**Directions for this task**
Output the lines from the start of the records through the line containing "Give the mask" as a JSON list of strings, one string per line, with blank lines left out.

**Records from a data source**

--------------------------------

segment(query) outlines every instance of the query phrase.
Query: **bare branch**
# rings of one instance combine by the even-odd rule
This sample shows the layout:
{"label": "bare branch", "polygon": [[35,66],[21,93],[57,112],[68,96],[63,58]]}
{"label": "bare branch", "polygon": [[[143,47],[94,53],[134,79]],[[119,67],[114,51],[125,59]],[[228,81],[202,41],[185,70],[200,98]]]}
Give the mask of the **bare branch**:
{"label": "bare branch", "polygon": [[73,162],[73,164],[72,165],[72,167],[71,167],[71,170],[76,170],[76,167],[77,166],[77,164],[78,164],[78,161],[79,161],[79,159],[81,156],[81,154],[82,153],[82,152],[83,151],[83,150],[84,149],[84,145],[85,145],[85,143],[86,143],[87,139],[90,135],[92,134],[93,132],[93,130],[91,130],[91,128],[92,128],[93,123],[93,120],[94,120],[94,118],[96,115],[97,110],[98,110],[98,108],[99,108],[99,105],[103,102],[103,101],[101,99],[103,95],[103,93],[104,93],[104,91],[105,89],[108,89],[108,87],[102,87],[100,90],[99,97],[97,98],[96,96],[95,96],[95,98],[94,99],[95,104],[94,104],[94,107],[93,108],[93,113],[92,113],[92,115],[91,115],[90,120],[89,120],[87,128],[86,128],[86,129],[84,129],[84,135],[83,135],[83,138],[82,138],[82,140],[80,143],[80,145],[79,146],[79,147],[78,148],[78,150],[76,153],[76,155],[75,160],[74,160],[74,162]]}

--------------------------------

**Result**
[
  "segment(query) outlines every instance of the query phrase.",
  "Query: **bare branch**",
  "# rings of one instance combine by the even-odd rule",
  "This sample shows the layout:",
  "{\"label\": \"bare branch\", \"polygon\": [[35,66],[21,93],[57,112],[68,96],[63,58]]}",
  "{\"label\": \"bare branch\", \"polygon\": [[[143,47],[94,53],[134,79]],[[119,67],[114,51],[125,59]],[[228,81],[202,41],[185,70],[200,98]]]}",
  "Give the mask of the **bare branch**:"
]